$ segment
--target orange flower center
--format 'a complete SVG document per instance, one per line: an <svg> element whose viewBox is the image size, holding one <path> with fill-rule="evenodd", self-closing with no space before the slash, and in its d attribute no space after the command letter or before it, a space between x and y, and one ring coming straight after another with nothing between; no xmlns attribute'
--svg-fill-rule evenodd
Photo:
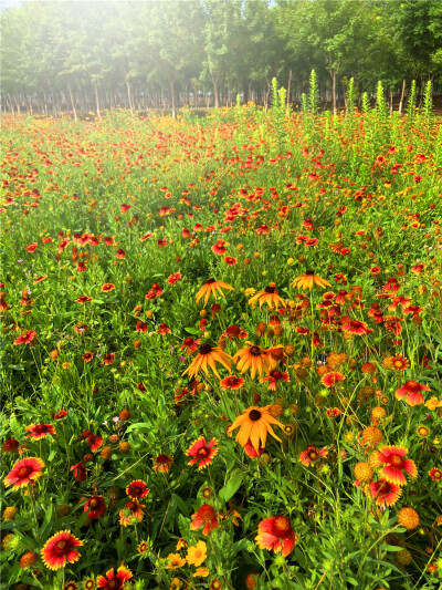
<svg viewBox="0 0 442 590"><path fill-rule="evenodd" d="M200 354L210 354L212 352L212 346L210 344L202 344L200 346L199 353Z"/></svg>
<svg viewBox="0 0 442 590"><path fill-rule="evenodd" d="M249 414L249 420L251 420L252 422L257 422L259 420L261 420L261 412L259 410L252 410Z"/></svg>
<svg viewBox="0 0 442 590"><path fill-rule="evenodd" d="M32 467L28 465L27 467L20 467L19 473L17 475L19 477L27 477L30 473L32 473Z"/></svg>

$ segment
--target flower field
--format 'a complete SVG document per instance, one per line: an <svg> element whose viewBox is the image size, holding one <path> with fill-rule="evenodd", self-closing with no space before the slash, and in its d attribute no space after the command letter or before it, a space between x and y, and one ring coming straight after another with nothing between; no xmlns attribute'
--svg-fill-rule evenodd
<svg viewBox="0 0 442 590"><path fill-rule="evenodd" d="M441 588L441 118L314 111L4 121L6 590Z"/></svg>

### Your objective
Rewrite the listing above with "flower field" changed to "wildflower meadow" and every other line left as it is. Leave the pictures out.

### Solution for this problem
$ segment
--target orange flower center
--format 'a complete SVG document per instance, one per line: an <svg> element whose viewBox is the image size, holding one <path> with fill-rule="evenodd", self-closing with no space before the slash, and in its d attribute no space after the command letter or before it, a space between x and y, and one ring coming straight after another with nothing between; no xmlns attribute'
--svg-fill-rule evenodd
Photo:
<svg viewBox="0 0 442 590"><path fill-rule="evenodd" d="M200 354L210 354L212 352L212 346L210 344L202 344L200 346L199 353Z"/></svg>
<svg viewBox="0 0 442 590"><path fill-rule="evenodd" d="M249 414L249 420L251 420L252 422L257 422L259 420L261 420L261 412L259 410L252 410Z"/></svg>
<svg viewBox="0 0 442 590"><path fill-rule="evenodd" d="M32 467L28 465L27 467L20 467L19 473L17 475L19 477L27 477L30 473L32 473Z"/></svg>

$ segment
--target wildflower meadow
--format 'a complete SVG document per instance, one per line: an <svg> element whose viewBox is the image size, holding one <path> with fill-rule="evenodd", self-closing with no space before the slash, and in its d attribute no space after the command letter or before it, a space between x and y, and one ring coming straight after another with nothing between; no xmlns attribute'
--svg-fill-rule evenodd
<svg viewBox="0 0 442 590"><path fill-rule="evenodd" d="M441 588L441 118L314 111L4 121L6 590Z"/></svg>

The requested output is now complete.